What you have to do: Quote each of the records below word for word, omitting the pictures from your reply.

[Boundary labeling records]
++++++++++++++++++++
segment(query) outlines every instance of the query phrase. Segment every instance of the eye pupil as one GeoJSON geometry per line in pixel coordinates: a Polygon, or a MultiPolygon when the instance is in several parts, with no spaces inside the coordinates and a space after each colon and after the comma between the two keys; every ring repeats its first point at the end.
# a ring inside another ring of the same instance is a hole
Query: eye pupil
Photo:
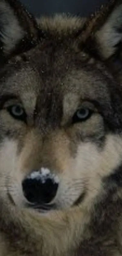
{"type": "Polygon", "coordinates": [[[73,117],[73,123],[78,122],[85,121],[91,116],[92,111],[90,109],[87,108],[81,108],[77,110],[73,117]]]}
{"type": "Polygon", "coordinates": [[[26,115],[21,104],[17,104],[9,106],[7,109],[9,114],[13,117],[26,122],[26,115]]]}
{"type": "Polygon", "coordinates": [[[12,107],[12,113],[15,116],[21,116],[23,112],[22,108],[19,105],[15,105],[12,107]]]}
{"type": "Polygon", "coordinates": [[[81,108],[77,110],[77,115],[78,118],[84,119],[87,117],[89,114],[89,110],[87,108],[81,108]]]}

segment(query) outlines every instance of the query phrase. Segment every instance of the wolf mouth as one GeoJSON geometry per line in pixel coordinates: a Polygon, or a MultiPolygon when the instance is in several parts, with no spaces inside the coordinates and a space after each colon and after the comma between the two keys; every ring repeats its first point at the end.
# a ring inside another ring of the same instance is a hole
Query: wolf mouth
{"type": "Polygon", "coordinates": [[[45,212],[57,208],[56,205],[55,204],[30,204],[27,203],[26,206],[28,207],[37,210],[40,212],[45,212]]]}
++++++++++++++++++++
Result:
segment(query) outlines every instance of the query phrase. Segment every instance of the eye pupil as one GeoJSON geometry per line in pixel coordinates: a Polygon, or a MultiPolygon when the instance is in several parts, with no spaces inside the coordinates and a space after each colon and after the comma between the two keys; every ring repeats its first point at the end.
# a ring inside another ring of the same instance is a hole
Query: eye pupil
Photo:
{"type": "Polygon", "coordinates": [[[73,117],[73,123],[78,122],[85,121],[91,116],[92,111],[90,109],[87,108],[81,108],[77,110],[73,117]]]}
{"type": "Polygon", "coordinates": [[[26,115],[21,104],[17,104],[9,106],[7,109],[9,114],[13,117],[26,122],[26,115]]]}
{"type": "Polygon", "coordinates": [[[12,107],[12,113],[15,116],[21,116],[23,112],[22,108],[19,105],[15,105],[12,107]]]}
{"type": "Polygon", "coordinates": [[[81,108],[77,110],[77,115],[78,118],[84,119],[87,117],[89,114],[89,110],[87,108],[81,108]]]}

segment(query) outlines every instance of the query phrase. Segment every instance of the wolf mouth as one GeoJSON geometry per line in pixel coordinates: a Polygon, or a MultiPolygon when the instance is in several parts, with no spaces inside the coordinates and a space after each colon and after the comma between the two keys; every ring repeats its first point at the end.
# a ring inside another ring of the same instance is a hole
Query: wolf mouth
{"type": "Polygon", "coordinates": [[[45,212],[57,208],[56,205],[55,204],[30,204],[27,203],[26,206],[28,207],[37,210],[40,212],[45,212]]]}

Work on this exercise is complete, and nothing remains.